#### Document segment
--------------------------------
In Part 8 proceedings commenced by Heina (Part 8 – Alternative Procedures for Claims is explained in greater detail at this link: ) Judge Akenhead had three very clear and distinct arguments to consider. These being:

• Was Beck’s Interim AfP Number 18 valid

• Was Henia’s Payless Notice valid

• Would the failure by the Contract Administrator to make a Determination in respect of an Extension of Time (EoT) claim by Beck prevent Henia from claiming LAD’s

While these were the three primary points to be considered, the essential element was the timing of these documents in relation to the Payment Mechanism within the Contract.


Beck’s Interim AfP’s

The Contract enabled Beck to lodge an AfP on or before the 29th of each month stating the sum it considered would become due for payment. The works would be valued from the 30th of the previous month to the 29th of the current month, under normal circumstances. Beck’s Interim AfP Number 18 stated the sums applied for were “Valued to 30/04/2015”. The Contract was clear and unambiguous that an AfP on a valuation of the works could only happen on either 29 April or 29 May. 30 April was therefore not an option.

Judge Akenhead therefore rules that Beck’s Interim AfP was invalid. However he was silent with regards the timing of Becks AfP being six (6) days late.

In effect on this issue four points can be made to summarise the position that was decided by Judge Akenhead, these being:

1. The relevant AfP date of 29th April 2015, which would have been the 18th relevant due date under the Contract.

2. Nothing in the AfP dated to 30th April 2015 suggested the works were valued to 29th May 2015. The AfP stated the works were valued up to 30th April 2015 meaning that if was a valuation to the 29th May 2015 AfP date, Beck were not anticipating doing any work of value during May 2015. This was not plausible.

3. There was no indication in the AfP dated 30th April 2015 to suggest the 29th April 2015 AfP date had been missed and this AfP related to the 29th May 2015.

4. The AfP dated 30th April 2015 in substance, form and intent not an Interim AfP relating to the 29th May 2015 AfP date.

Henia’s Payless Notice

Due to the finding in relation to the validity of Beck’s Interim AfP, the dispute over Henia’s Payless Notice was rendered irrelevant. As the Contract Payment Mechanism had not been followed, it meant that there was no valid Interim AfP or indeed Payment Notices and both had been issued late. As a consequence no interim payment became due to Beck.

Judge Akenhead did however go on to consider the parties’ arguments in relation to the Payless Notice.

If Beck’s Interim AfP Number 18 was valid then Henia would have been compelled by the Act to pay the sum applied for, as there was no valid Payment Notice, which was effectively the subject of Henia’s Payless Notice.

Beck argued that a Payless Notice only allowed Henia to pay less than the sum in the Payment Notice (or Interim AfP) on the basis of counter or cross claims, in this case LAD’s.

Henia countered this argument and claimed that in addition to any cross claims, it was also entitled to state its own valuation of the works in its Payless Notice. This valuation was based on the late Payment Notice Number 19, which contained their claim for LAD’s and this claim outweighed this, hence Henia’s view that no sums were due to Beck.

Judge Akenhead sided with Henia and held the contract compelled Henia to serve a Payless Notice if it intended to “pay less than the sums stated as due.” Further no explicit wording in the Contract implied this was restricted to cross-claims.
--------------------------------
#### Raw data

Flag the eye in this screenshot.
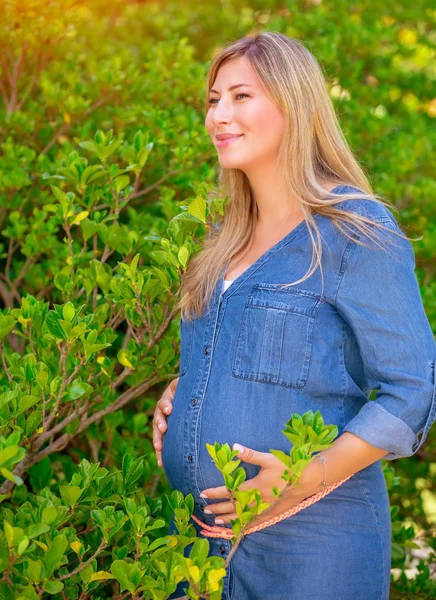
--------------------------------
#### Challenge
Answer these questions from the payment dispute commentary.
(a) On or before which day of each month could Beck lodge an AfP under the Contract?
(b) What valuation date did Beck's Interim AfP Number 18 give for the sums applied for?
(c) According to Beck, on what basis alone could a Payless Notice let Henia pay less than the sum in the Payment Notice?

#### The output
(a) The 29th of each month.
(b) 30/04/2015.
(c) Counter or cross claims, in this case LAD's.